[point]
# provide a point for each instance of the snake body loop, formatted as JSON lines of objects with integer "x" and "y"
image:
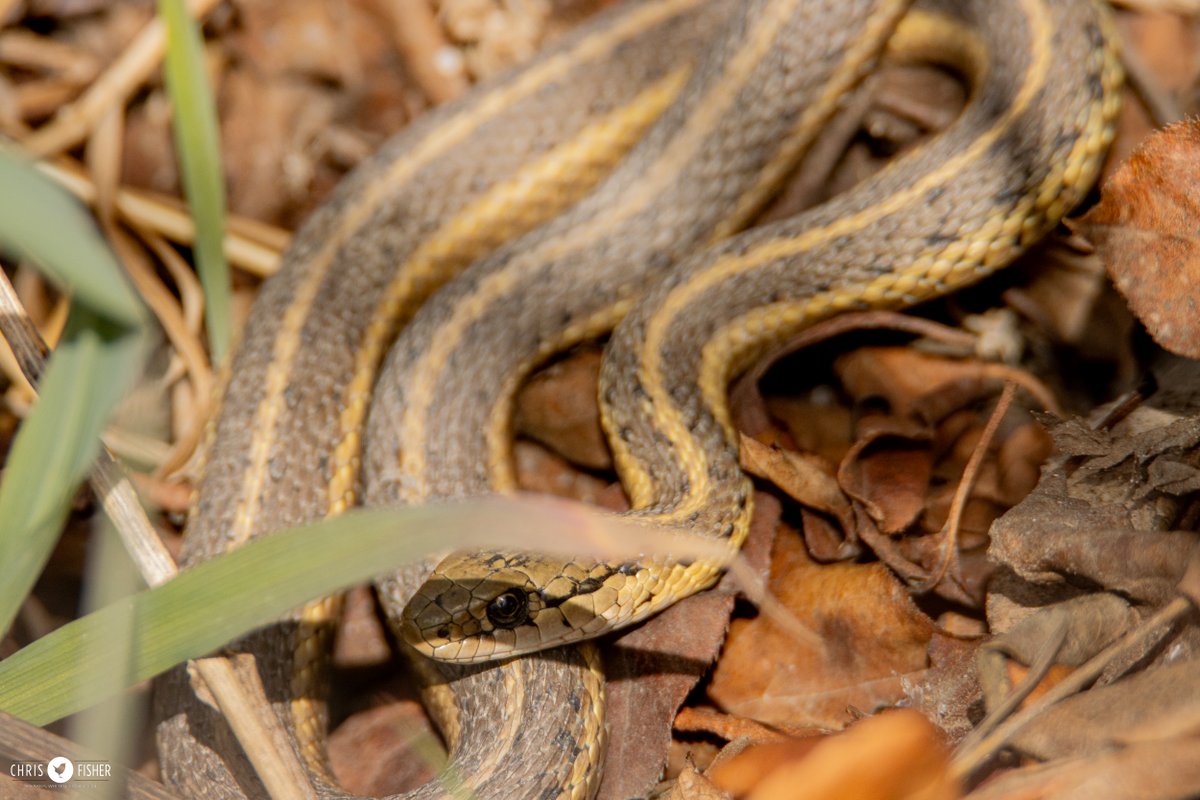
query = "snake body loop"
{"x": 628, "y": 154}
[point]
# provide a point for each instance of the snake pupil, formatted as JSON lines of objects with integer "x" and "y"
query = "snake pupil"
{"x": 508, "y": 609}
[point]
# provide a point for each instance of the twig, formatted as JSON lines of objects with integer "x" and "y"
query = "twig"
{"x": 136, "y": 64}
{"x": 970, "y": 474}
{"x": 250, "y": 245}
{"x": 246, "y": 708}
{"x": 967, "y": 761}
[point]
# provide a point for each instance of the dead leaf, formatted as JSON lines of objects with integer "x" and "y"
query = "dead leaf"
{"x": 888, "y": 471}
{"x": 893, "y": 756}
{"x": 693, "y": 786}
{"x": 372, "y": 752}
{"x": 1145, "y": 228}
{"x": 652, "y": 668}
{"x": 871, "y": 635}
{"x": 1156, "y": 704}
{"x": 558, "y": 408}
{"x": 1158, "y": 771}
{"x": 805, "y": 477}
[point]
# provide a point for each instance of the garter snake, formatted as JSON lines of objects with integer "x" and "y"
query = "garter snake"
{"x": 555, "y": 196}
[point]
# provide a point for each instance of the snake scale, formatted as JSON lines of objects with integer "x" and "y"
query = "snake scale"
{"x": 533, "y": 215}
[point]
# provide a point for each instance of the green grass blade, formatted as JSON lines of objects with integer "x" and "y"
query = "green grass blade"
{"x": 213, "y": 603}
{"x": 55, "y": 445}
{"x": 83, "y": 380}
{"x": 45, "y": 226}
{"x": 199, "y": 155}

• **Your instructions**
Each record should be printed exactly as it appears, leaving the pictures out.

• **Task response**
[point]
# provide a point for each instance of the snake body loop, formatted as JSON lines of objects with integer "x" and "y"
image:
query = "snake body loop"
{"x": 628, "y": 154}
[point]
# provide a point for each instance of the snake pupil, formatted as JSON lines of objects with integer "x" and "y"
query = "snake pupil"
{"x": 508, "y": 609}
[point]
# provide a point for each instance of the twig, formatted as JSON lines of objects with integer "x" and "y"
query = "twig"
{"x": 136, "y": 64}
{"x": 970, "y": 474}
{"x": 250, "y": 245}
{"x": 246, "y": 708}
{"x": 967, "y": 761}
[point]
# provide a point for each instance of the dead leaf, formatted as JSON lines of objects with integer "x" and "y"
query = "dead leaf"
{"x": 888, "y": 471}
{"x": 893, "y": 756}
{"x": 693, "y": 786}
{"x": 372, "y": 752}
{"x": 1145, "y": 228}
{"x": 652, "y": 668}
{"x": 871, "y": 635}
{"x": 1156, "y": 704}
{"x": 558, "y": 408}
{"x": 1158, "y": 771}
{"x": 805, "y": 477}
[point]
# provide a point for each instance of the garter snake, formatted as JSON lines of objects with integer "x" and "y"
query = "garter snake"
{"x": 555, "y": 196}
[point]
# provide a point for each instance of the snake scale, formatted as JSON lines of objects with integer "x" and "y"
query = "snake scale"
{"x": 533, "y": 215}
[point]
# provide a point for each instance of the green grass blade, formatted as JSON lines of objects with integer "x" and "y"
query = "green grass blade"
{"x": 213, "y": 603}
{"x": 55, "y": 445}
{"x": 83, "y": 380}
{"x": 45, "y": 226}
{"x": 199, "y": 155}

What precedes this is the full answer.